━━━ SOURCE MATERIAL ━━━

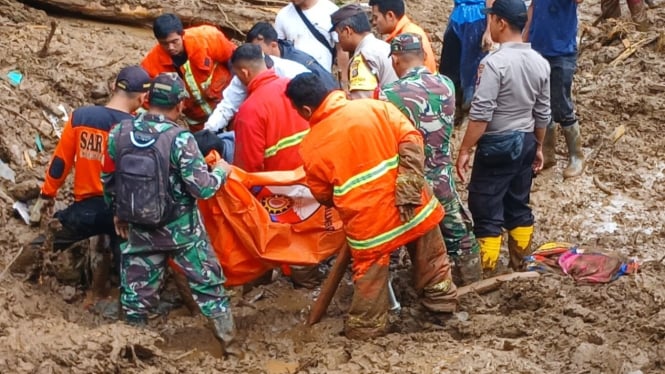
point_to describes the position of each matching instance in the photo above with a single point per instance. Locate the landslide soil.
(539, 326)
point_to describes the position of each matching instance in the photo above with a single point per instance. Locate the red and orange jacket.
(351, 158)
(82, 146)
(206, 72)
(268, 128)
(405, 25)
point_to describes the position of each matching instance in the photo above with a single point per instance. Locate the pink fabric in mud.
(594, 267)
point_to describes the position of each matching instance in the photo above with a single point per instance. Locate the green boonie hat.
(167, 89)
(407, 42)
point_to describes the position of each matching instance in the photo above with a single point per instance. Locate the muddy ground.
(542, 326)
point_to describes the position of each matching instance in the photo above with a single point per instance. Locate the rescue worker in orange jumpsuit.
(366, 159)
(200, 55)
(82, 147)
(268, 129)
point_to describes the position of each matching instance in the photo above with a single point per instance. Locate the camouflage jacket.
(190, 181)
(428, 100)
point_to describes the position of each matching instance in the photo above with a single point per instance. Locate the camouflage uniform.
(429, 101)
(184, 240)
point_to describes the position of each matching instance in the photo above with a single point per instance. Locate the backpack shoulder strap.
(316, 33)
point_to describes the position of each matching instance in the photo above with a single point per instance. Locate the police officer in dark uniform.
(509, 113)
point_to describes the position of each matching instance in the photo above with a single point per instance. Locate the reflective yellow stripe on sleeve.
(397, 231)
(367, 176)
(194, 87)
(289, 141)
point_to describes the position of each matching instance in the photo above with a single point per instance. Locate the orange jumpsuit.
(405, 25)
(352, 159)
(206, 72)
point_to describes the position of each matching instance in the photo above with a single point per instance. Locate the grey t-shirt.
(513, 90)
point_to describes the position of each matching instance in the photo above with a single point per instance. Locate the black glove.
(208, 141)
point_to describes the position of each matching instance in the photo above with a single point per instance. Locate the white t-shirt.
(290, 26)
(236, 93)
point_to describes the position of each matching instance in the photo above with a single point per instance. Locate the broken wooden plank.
(491, 284)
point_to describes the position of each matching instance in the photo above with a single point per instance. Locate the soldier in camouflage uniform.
(184, 240)
(429, 101)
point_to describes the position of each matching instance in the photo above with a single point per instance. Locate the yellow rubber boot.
(490, 247)
(519, 245)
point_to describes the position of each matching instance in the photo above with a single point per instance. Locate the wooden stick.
(2, 275)
(44, 51)
(491, 284)
(329, 286)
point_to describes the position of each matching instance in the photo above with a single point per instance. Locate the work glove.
(410, 179)
(216, 121)
(43, 206)
(208, 141)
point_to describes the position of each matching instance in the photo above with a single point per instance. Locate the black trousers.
(85, 219)
(499, 193)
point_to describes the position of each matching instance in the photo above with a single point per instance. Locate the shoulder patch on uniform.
(481, 67)
(353, 69)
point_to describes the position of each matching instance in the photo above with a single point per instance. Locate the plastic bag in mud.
(585, 266)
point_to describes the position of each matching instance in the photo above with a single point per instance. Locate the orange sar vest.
(405, 25)
(82, 147)
(351, 158)
(205, 73)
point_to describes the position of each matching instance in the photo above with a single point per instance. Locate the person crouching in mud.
(366, 159)
(157, 166)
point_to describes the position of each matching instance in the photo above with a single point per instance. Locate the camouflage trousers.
(142, 273)
(457, 225)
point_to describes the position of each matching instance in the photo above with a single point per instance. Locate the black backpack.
(144, 195)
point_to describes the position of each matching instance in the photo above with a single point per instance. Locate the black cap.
(513, 11)
(345, 12)
(133, 79)
(167, 90)
(404, 43)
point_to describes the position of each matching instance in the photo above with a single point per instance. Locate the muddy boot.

━━━

Set down nothing but the lines from the one with "bag in mud." through the end of the records, keeping each line exactly as written and including both ends.

point_to describes the position of each matching instance in the photo above with a single point per instance. Locate the plastic bag in mud.
(585, 266)
point_to describes the position of each matching instance in the photo above with a single point per instance. Locate the orange sar vest.
(405, 25)
(82, 147)
(351, 158)
(205, 73)
point_to describes the position of each matching instance in the photo above with a single point per instance. Locate the person crouching in mud.
(366, 159)
(157, 166)
point_to describes the position of each matching instance in the photo above with a single point per instance. Locate the camouflage trousers.
(142, 273)
(457, 225)
point_to describes the position of each matching instance in the photo above with a single point per instance. Locate the black backpack.
(144, 195)
point_to describes the position of each matching instance in the photo above with a single point per instance. Locate the black cap.
(513, 11)
(345, 12)
(133, 79)
(167, 90)
(404, 43)
point_to describes the position of each matching instance in the photo above with a single point per instance. Locate the muddy boot.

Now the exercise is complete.